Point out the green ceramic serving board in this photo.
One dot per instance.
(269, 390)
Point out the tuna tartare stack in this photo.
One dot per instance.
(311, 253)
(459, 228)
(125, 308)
------------------------------
» Written request: Copy every one of the records above word for word, line by line.

» Response to the task:
Point out the green ceramic serving board in this photo.
One dot per instance.
(269, 390)
Point out the tuna tartare stack in this photo.
One dot per instance.
(311, 253)
(459, 228)
(125, 308)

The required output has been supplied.